Can you rewrite the rows below, putting "scouting board" everywhere "opponent-positioning board" appears and leaving everything else unchanged?

* start INPUT ROWS *

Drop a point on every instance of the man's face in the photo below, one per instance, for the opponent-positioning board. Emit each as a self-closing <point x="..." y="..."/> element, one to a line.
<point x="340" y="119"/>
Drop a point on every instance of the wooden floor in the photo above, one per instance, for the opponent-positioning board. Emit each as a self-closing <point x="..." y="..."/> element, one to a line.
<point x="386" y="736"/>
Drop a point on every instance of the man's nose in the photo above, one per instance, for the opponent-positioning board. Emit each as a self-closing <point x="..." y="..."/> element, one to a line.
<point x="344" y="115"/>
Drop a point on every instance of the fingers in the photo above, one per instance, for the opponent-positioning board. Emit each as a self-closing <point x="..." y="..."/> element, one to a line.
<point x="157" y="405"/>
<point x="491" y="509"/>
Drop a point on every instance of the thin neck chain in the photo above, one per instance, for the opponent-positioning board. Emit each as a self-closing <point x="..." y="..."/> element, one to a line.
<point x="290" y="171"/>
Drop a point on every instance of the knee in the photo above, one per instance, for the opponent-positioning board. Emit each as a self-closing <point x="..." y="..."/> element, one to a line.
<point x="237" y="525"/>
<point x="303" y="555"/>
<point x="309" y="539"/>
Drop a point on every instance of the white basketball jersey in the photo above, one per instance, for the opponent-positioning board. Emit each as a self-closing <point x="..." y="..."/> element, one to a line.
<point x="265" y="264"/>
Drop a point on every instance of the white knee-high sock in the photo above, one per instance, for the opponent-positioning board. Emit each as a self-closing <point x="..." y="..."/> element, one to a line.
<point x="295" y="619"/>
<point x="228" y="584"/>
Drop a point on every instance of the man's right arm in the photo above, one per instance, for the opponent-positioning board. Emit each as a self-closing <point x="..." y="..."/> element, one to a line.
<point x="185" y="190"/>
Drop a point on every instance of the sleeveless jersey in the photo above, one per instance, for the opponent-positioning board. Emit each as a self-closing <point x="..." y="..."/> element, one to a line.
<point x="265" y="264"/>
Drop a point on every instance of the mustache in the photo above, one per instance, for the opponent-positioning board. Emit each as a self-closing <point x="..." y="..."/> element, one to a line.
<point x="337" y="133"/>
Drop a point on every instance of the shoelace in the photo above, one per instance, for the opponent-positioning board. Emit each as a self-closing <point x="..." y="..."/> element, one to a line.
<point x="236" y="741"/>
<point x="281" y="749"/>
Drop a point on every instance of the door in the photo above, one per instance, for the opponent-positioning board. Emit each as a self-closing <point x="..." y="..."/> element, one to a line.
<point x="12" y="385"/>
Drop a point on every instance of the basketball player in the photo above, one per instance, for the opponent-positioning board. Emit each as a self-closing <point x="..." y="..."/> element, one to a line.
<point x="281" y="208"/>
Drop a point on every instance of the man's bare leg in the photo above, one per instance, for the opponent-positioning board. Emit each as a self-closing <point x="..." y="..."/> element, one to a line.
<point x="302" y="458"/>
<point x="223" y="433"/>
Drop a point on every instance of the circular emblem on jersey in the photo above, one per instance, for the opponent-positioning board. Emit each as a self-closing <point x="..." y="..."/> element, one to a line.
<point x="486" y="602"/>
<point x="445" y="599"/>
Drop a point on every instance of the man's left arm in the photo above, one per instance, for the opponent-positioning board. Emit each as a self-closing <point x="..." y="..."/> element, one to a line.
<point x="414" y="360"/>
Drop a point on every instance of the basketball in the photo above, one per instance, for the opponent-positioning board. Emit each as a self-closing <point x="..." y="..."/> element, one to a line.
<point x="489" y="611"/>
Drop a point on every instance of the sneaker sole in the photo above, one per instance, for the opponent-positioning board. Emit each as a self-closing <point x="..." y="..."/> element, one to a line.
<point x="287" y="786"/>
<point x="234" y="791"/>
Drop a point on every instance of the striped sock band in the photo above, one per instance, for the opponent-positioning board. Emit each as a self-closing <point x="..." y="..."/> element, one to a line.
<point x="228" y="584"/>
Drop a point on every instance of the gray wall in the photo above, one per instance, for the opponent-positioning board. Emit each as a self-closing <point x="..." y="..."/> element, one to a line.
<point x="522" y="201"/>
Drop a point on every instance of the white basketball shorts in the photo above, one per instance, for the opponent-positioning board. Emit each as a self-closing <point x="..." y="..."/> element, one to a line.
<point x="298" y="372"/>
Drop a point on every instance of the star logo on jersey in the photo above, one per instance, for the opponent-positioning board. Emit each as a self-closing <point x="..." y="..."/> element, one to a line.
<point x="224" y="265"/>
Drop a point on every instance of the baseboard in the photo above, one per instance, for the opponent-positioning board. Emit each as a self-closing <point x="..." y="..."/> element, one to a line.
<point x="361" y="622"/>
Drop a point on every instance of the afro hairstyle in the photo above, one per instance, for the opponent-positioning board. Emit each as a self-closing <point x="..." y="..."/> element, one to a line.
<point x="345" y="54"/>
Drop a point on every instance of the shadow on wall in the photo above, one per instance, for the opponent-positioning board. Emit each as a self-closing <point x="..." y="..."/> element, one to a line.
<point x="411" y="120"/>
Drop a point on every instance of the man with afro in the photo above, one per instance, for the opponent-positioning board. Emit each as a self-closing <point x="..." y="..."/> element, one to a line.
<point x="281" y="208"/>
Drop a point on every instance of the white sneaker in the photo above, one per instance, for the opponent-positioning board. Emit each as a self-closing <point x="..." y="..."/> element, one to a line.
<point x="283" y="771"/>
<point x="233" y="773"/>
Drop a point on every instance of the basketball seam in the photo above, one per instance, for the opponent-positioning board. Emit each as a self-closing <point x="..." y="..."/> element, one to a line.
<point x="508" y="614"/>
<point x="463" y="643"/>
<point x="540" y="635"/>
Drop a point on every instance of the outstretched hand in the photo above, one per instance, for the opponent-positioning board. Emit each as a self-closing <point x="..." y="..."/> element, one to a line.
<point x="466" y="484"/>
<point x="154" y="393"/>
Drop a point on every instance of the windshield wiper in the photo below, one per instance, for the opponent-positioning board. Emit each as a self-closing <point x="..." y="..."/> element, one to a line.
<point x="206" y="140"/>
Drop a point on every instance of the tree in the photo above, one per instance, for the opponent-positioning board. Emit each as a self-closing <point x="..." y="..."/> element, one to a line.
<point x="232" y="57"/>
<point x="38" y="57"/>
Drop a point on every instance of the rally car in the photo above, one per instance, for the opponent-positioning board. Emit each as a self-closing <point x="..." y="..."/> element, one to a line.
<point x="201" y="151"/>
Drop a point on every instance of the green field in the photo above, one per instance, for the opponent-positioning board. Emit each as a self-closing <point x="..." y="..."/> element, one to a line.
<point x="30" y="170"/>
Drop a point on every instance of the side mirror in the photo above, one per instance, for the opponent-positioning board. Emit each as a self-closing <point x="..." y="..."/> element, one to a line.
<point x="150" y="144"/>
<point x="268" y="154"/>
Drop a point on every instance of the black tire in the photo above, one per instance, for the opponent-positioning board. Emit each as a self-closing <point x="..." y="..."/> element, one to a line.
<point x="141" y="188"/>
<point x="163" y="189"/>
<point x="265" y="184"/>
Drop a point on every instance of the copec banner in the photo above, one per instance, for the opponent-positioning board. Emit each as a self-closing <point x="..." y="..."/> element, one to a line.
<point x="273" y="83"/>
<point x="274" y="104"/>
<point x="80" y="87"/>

* end INPUT ROWS *

SOLUTION TO THIS TASK:
Drop a point on every instance of the man's face in the photo below, one per instance, for the scouting board. Emit each as a self-closing <point x="..." y="..."/> element, one to a line.
<point x="340" y="119"/>
Drop a point on every instance of the wooden floor in the photo above, one per instance, for the scouting board. Emit each as a self-closing <point x="..." y="..."/> element, one to a line.
<point x="386" y="736"/>
Drop a point on every instance of the man's nose in the photo above, one per instance, for the scouting board. Emit each as a self-closing <point x="..." y="..."/> element, one to a line.
<point x="344" y="115"/>
Drop a point on every instance of the fingers in the photo above, one per instance, for the scouting board. Emit each as a self-closing <point x="..." y="..."/> element, one to a line.
<point x="157" y="405"/>
<point x="491" y="509"/>
Drop a point on every instance of the thin neck chain in the photo above, one per instance, for the scouting board. Emit each as a self-closing <point x="..." y="..."/> element, one to a line.
<point x="290" y="171"/>
Drop a point on every instance of the knee in the photo above, one per instance, for the scouting board. Emit each as a self-closing <point x="..." y="..."/> element, one to a line.
<point x="237" y="525"/>
<point x="303" y="555"/>
<point x="309" y="539"/>
Drop a point on every instance of the white basketball jersey in the photo above, one per instance, for the scouting board. Emit each as a self-closing <point x="..." y="..."/> element, one to a line.
<point x="265" y="264"/>
Drop a point on every instance of the white knee-high sock in the photo above, one per instance, for the scouting board. Emit each as a self-closing <point x="..." y="..."/> element, one to a line.
<point x="295" y="619"/>
<point x="228" y="584"/>
Drop a point on every instance of the man's right arm in the photo above, one per instance, for the scouting board. Emit each as a self-closing <point x="..." y="..."/> element, one to a line.
<point x="185" y="190"/>
Drop a point on every instance of the sleeveless jersey in the photo above, one per instance, for the scouting board. Emit each as a self-closing <point x="..." y="..."/> element, one to a line.
<point x="265" y="264"/>
Drop a point on every instance of the mustache in the photo above, one per instance, for the scouting board. Emit each as a self-closing <point x="..." y="..."/> element, one to a line.
<point x="337" y="133"/>
Drop a point on every instance of the shoelace in the photo above, one per instance, for the scouting board. Emit each as a self-closing <point x="..." y="..."/> element, one to a line.
<point x="236" y="741"/>
<point x="281" y="749"/>
Drop a point on every instance of the door in the photo above, one per instance, for the scouting board. Emit each as a self-closing <point x="..." y="..."/> element, one to a line.
<point x="12" y="385"/>
Drop a point on every instance of the basketball player in the photo above, one per instance, for the scouting board. Emit each as a self-closing <point x="..." y="..."/> element, one to a line.
<point x="281" y="208"/>
Drop a point on every instance of the man's bare leg in the photo above, one per instance, for the scouting board. Emit each as a self-closing <point x="..." y="..."/> element, one to a line.
<point x="302" y="458"/>
<point x="223" y="433"/>
Drop a point on every instance of the circular emblem on jersey in the photo above, one per instance, for the scouting board. Emit each as a self-closing <point x="..." y="..."/> element, one to a line.
<point x="486" y="602"/>
<point x="445" y="599"/>
Drop a point on every instance of the man's left arm in the photo above, one per instance, for the scouting board. Emit each as a self-closing <point x="..." y="..."/> element, one to a line.
<point x="414" y="360"/>
Drop a point on every instance of the basketball in the photo above, one per instance, for the scouting board. Emit each as a self-closing <point x="..." y="..."/> element, one to a line.
<point x="489" y="611"/>
Drop a point on every instance of the sneaker sole in the photo above, one per instance, for the scouting board. Emit each as a self-closing <point x="..." y="..."/> element, one to a line.
<point x="287" y="786"/>
<point x="234" y="791"/>
Drop a point on every instance of the striped sock band in the photo above, one per instance, for the scouting board. Emit each as a self-closing <point x="..." y="..."/> element, one to a line.
<point x="228" y="584"/>
Drop a point on every instance of the gray wall in the photo above, one per instance, for the scouting board. Emit each as a self-closing <point x="..." y="..."/> element, one to a line.
<point x="522" y="201"/>
Drop a point on every instance of the white basketball shorts in the photo above, one per instance, for the scouting board. Emit each as a self-closing <point x="..." y="..."/> element, one to a line.
<point x="298" y="372"/>
Drop a point on every instance of the star logo on jersey in the photo above, one per instance, for the scouting board. Emit each as a self-closing <point x="..." y="..."/> element, one to a line.
<point x="224" y="265"/>
Drop a point on every instance of the baseboard in the photo above, one per instance, for the scouting board. Emit each as a self-closing <point x="..." y="..."/> element, one to a line.
<point x="361" y="622"/>
Drop a point on every instance of the afro hairstyle in the photo above, one per instance, for the scouting board. Emit each as a self-closing <point x="..." y="..."/> element, one to a line.
<point x="345" y="54"/>
Drop a point on every instance of the shadow on wall in the photo above, one per instance, for the scouting board. Emit each as a self-closing <point x="..." y="..."/> element, one to a line.
<point x="411" y="120"/>
Drop a point on every instance of the man with afro in the photo above, one per instance, for the scouting board. Emit each as a self-closing <point x="..." y="..."/> element, one to a line.
<point x="281" y="208"/>
Drop a point on every instance of the white sneaker in the photo above, one per instance, for the scouting board. Emit each as a self-closing <point x="..." y="..."/> element, one to a line.
<point x="283" y="771"/>
<point x="233" y="773"/>
Drop a point on every instance of the basketball seam in the photo above, one per instance, for the scouting board. Emit each as a self-closing <point x="..." y="..."/> element, one to a line.
<point x="508" y="614"/>
<point x="463" y="643"/>
<point x="540" y="635"/>
Drop a point on every instance of the outstretched hand in the photo above, one per instance, for the scouting board. Emit each as a self-closing <point x="..." y="..."/> element, one to a line.
<point x="466" y="484"/>
<point x="154" y="393"/>
Drop a point on every instance of the windshield wiper in the photo below, one per instance, for the scouting board. Emit each as a self-closing <point x="..." y="..."/> element, one to a line.
<point x="206" y="140"/>
Drop a point on every instance of the tree in the photo above, one per instance, for the scouting board. Emit each as a self-closing <point x="..." y="..."/> element, one to a line.
<point x="232" y="57"/>
<point x="38" y="57"/>
Drop a point on every instance of the rally car in the photo above, one per instance, for the scouting board. Emit each as a self-closing <point x="..." y="..."/> element, one to a line.
<point x="201" y="151"/>
Drop a point on every instance of the green field in the photo above, one per instance, for the scouting board. Emit each as a self-closing <point x="..." y="..."/> element, one to a line.
<point x="30" y="170"/>
Drop a point on every instance of the side mirror in the photo above, one per instance, for the scouting board. Emit each as a self-closing <point x="..." y="..."/> element, one to a line.
<point x="150" y="144"/>
<point x="268" y="154"/>
Drop a point on every instance of the black tire in the photo above, one per instance, for the scouting board. Emit each as a self-closing <point x="..." y="..."/> element, one to a line.
<point x="141" y="188"/>
<point x="163" y="189"/>
<point x="265" y="184"/>
Drop a point on every instance of the copec banner in the photo above, one per instance, for the scouting board. Emit each as a self-closing <point x="..." y="..."/> element, one to a line.
<point x="273" y="83"/>
<point x="274" y="104"/>
<point x="80" y="87"/>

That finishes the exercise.